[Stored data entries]

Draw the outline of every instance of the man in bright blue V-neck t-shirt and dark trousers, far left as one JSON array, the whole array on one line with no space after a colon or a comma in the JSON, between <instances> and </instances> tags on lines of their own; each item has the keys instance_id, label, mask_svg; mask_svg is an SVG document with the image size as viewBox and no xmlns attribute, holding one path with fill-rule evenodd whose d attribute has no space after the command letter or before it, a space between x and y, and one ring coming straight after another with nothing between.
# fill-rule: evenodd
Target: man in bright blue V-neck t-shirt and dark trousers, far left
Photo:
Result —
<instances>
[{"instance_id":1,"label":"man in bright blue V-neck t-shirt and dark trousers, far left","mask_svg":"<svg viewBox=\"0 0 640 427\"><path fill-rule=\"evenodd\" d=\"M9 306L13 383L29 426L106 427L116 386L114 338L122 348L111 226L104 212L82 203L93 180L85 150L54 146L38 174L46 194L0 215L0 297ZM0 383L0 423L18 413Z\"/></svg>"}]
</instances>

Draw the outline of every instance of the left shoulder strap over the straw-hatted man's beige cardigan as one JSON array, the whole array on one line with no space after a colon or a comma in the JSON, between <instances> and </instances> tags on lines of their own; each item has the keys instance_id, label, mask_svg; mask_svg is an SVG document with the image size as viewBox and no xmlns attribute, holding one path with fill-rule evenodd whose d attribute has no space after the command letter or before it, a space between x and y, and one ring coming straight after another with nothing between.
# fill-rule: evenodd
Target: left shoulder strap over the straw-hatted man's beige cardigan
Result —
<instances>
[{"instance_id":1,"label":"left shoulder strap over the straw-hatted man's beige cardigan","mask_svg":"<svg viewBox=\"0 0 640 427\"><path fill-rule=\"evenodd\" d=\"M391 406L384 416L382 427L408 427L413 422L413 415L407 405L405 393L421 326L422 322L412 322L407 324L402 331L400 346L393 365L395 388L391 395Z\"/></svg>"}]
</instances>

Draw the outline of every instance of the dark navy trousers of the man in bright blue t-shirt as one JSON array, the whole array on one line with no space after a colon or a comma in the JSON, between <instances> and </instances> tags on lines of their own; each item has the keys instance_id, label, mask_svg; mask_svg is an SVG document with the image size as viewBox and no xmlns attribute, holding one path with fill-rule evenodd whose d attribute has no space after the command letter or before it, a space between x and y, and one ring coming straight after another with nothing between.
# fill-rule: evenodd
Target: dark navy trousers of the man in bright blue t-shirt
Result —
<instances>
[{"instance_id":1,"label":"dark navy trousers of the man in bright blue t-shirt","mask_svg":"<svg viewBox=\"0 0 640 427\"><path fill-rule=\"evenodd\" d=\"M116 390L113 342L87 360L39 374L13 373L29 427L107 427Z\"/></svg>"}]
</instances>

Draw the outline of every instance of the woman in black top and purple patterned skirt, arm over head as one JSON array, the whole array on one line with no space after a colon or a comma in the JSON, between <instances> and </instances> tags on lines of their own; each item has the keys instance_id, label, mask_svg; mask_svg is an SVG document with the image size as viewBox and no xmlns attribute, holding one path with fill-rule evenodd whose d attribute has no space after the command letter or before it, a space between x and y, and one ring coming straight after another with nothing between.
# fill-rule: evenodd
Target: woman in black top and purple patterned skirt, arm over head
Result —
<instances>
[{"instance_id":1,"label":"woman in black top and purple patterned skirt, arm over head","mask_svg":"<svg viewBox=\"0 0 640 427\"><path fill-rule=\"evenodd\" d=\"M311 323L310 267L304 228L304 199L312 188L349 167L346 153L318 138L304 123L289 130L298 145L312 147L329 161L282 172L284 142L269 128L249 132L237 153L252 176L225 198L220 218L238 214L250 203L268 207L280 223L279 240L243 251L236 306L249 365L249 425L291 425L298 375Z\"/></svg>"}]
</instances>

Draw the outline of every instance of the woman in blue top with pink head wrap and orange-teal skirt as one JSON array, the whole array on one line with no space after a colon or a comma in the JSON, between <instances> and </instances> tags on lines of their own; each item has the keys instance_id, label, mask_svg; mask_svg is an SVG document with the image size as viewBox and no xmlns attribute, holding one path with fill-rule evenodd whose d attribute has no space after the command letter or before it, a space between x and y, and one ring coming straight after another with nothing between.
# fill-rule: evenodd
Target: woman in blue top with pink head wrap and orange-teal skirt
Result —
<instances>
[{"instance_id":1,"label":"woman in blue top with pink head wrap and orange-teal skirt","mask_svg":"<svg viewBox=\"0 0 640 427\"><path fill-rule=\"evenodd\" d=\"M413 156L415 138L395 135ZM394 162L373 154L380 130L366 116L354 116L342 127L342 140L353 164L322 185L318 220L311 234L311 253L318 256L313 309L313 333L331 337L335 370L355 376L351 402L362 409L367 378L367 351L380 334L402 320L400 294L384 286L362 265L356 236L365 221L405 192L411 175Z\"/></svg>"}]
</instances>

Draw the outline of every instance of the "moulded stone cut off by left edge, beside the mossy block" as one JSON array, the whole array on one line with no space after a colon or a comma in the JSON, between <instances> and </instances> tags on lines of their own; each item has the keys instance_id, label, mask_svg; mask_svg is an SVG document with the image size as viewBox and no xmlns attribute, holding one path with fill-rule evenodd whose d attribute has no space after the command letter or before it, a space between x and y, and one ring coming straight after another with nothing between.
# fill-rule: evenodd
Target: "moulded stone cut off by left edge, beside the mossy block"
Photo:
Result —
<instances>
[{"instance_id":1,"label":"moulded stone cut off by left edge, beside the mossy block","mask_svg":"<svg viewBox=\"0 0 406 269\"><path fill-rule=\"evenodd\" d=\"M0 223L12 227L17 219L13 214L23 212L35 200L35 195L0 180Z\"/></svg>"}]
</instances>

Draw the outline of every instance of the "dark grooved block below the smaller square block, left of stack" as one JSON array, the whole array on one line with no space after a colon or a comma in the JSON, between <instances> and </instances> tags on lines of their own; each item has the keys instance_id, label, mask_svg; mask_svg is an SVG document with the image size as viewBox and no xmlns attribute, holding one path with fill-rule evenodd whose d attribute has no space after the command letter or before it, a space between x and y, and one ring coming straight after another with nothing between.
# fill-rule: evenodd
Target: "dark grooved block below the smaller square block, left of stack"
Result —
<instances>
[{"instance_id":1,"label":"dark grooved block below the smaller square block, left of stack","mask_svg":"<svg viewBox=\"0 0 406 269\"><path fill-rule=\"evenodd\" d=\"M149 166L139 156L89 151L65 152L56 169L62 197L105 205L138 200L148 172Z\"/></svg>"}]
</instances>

*What you will do*
Copy every record above exactly as it appears.

*Solution for this task*
Draw the outline of every instance of the man in bright blue V-neck t-shirt and dark trousers, far left as one JSON array, the whole array on one line with no space after a colon or a comma in the JSON, between <instances> and </instances> tags on lines of their own; each item has the keys instance_id, label, mask_svg; mask_svg is an SVG document with the image size as viewBox and no xmlns attribute, holding one path with fill-rule evenodd whose d attribute has no space after the command letter or before it, a space between x and y, and one ring coming straight after another with nothing between.
# fill-rule: evenodd
Target: man in bright blue V-neck t-shirt and dark trousers, far left
Photo:
Result —
<instances>
[{"instance_id":1,"label":"man in bright blue V-neck t-shirt and dark trousers, far left","mask_svg":"<svg viewBox=\"0 0 640 427\"><path fill-rule=\"evenodd\" d=\"M9 306L13 383L29 426L106 427L116 386L114 338L122 348L111 226L104 212L82 203L93 180L85 150L54 146L38 174L46 194L0 215L0 297ZM0 383L0 423L18 413Z\"/></svg>"}]
</instances>

Draw the outline of every instance of the left shoulder strap over the straw-hatted man's beige cardigan as one JSON array, the whole array on one line with no space after a colon or a comma in the JSON, between <instances> and </instances> tags on lines of their own; each item has the keys instance_id, label, mask_svg; mask_svg is an SVG document with the image size as viewBox and no xmlns attribute, holding one path with fill-rule evenodd whose d attribute has no space after the command letter or before it, a space between x and y, and one ring coming straight after another with nothing between.
# fill-rule: evenodd
Target: left shoulder strap over the straw-hatted man's beige cardigan
Result —
<instances>
[{"instance_id":1,"label":"left shoulder strap over the straw-hatted man's beige cardigan","mask_svg":"<svg viewBox=\"0 0 640 427\"><path fill-rule=\"evenodd\" d=\"M391 406L384 416L382 427L408 427L413 422L413 415L407 405L405 393L421 326L422 322L412 322L407 324L402 331L400 346L393 365L395 388L391 395Z\"/></svg>"}]
</instances>

Draw the outline of every instance of the dark navy trousers of the man in bright blue t-shirt as one JSON array, the whole array on one line with no space after a colon or a comma in the JSON, between <instances> and </instances> tags on lines of their own; each item has the keys instance_id, label, mask_svg; mask_svg is an SVG document with the image size as viewBox and no xmlns attribute, holding one path with fill-rule evenodd whose d attribute has no space after the command letter or before it, a space between x and y, and one ring coming straight after another with nothing between.
# fill-rule: evenodd
Target: dark navy trousers of the man in bright blue t-shirt
Result —
<instances>
[{"instance_id":1,"label":"dark navy trousers of the man in bright blue t-shirt","mask_svg":"<svg viewBox=\"0 0 640 427\"><path fill-rule=\"evenodd\" d=\"M116 390L113 342L87 360L39 374L13 373L29 427L107 427Z\"/></svg>"}]
</instances>

Draw the outline of every instance of the woman in black top and purple patterned skirt, arm over head as one JSON array, the whole array on one line with no space after a colon or a comma in the JSON, between <instances> and </instances> tags on lines of their own; each item has the keys instance_id, label, mask_svg; mask_svg is an SVG document with the image size as viewBox and no xmlns attribute, holding one path with fill-rule evenodd whose d attribute has no space after the command letter or before it, a space between x and y, and one ring coming straight after another with nothing between.
# fill-rule: evenodd
Target: woman in black top and purple patterned skirt, arm over head
Result —
<instances>
[{"instance_id":1,"label":"woman in black top and purple patterned skirt, arm over head","mask_svg":"<svg viewBox=\"0 0 640 427\"><path fill-rule=\"evenodd\" d=\"M311 323L310 267L304 228L304 199L312 188L349 167L346 153L318 138L304 123L289 130L298 145L312 147L329 161L282 172L284 142L269 128L249 132L237 153L252 176L225 198L220 218L238 214L250 203L268 207L280 223L279 240L243 251L236 306L249 365L249 425L291 425L298 375Z\"/></svg>"}]
</instances>

Draw the outline of every instance of the woman in blue top with pink head wrap and orange-teal skirt as one JSON array, the whole array on one line with no space after a colon or a comma in the JSON, between <instances> and </instances> tags on lines of their own; each item has the keys instance_id, label, mask_svg; mask_svg is an SVG document with the image size as viewBox and no xmlns attribute, holding one path with fill-rule evenodd whose d attribute has no space after the command letter or before it, a space between x and y, and one ring coming straight after another with nothing between.
# fill-rule: evenodd
Target: woman in blue top with pink head wrap and orange-teal skirt
Result —
<instances>
[{"instance_id":1,"label":"woman in blue top with pink head wrap and orange-teal skirt","mask_svg":"<svg viewBox=\"0 0 640 427\"><path fill-rule=\"evenodd\" d=\"M413 156L415 138L395 135ZM394 162L373 154L380 130L366 116L354 116L342 127L342 140L353 164L322 185L318 220L311 234L311 253L318 256L313 309L313 333L331 337L335 370L355 376L351 402L362 409L367 378L367 351L380 334L402 320L400 294L384 286L362 265L356 236L365 221L405 192L411 175Z\"/></svg>"}]
</instances>

Draw the outline of every instance of the "moulded stone cut off by left edge, beside the mossy block" as one JSON array, the whole array on one line with no space after a colon or a comma in the JSON, between <instances> and </instances> tags on lines of their own; each item has the keys instance_id, label, mask_svg; mask_svg is an SVG document with the image size as viewBox and no xmlns attribute, holding one path with fill-rule evenodd whose d attribute has no space after the command letter or before it, a space between x and y, and one ring coming straight after another with nothing between.
# fill-rule: evenodd
Target: "moulded stone cut off by left edge, beside the mossy block"
Photo:
Result —
<instances>
[{"instance_id":1,"label":"moulded stone cut off by left edge, beside the mossy block","mask_svg":"<svg viewBox=\"0 0 406 269\"><path fill-rule=\"evenodd\" d=\"M0 223L12 227L17 219L13 214L23 212L35 200L35 195L0 180Z\"/></svg>"}]
</instances>

Draw the outline of every instance of the "dark grooved block below the smaller square block, left of stack" as one JSON array, the whole array on one line with no space after a colon or a comma in the JSON, between <instances> and </instances> tags on lines of their own; each item has the keys instance_id, label, mask_svg; mask_svg is an SVG document with the image size as viewBox and no xmlns attribute, holding one path with fill-rule evenodd whose d attribute has no space after the command letter or before it, a space between x and y, and one ring coming straight after another with nothing between.
# fill-rule: evenodd
Target: "dark grooved block below the smaller square block, left of stack"
Result —
<instances>
[{"instance_id":1,"label":"dark grooved block below the smaller square block, left of stack","mask_svg":"<svg viewBox=\"0 0 406 269\"><path fill-rule=\"evenodd\" d=\"M149 166L139 156L89 151L65 152L56 169L62 197L105 205L138 200L148 172Z\"/></svg>"}]
</instances>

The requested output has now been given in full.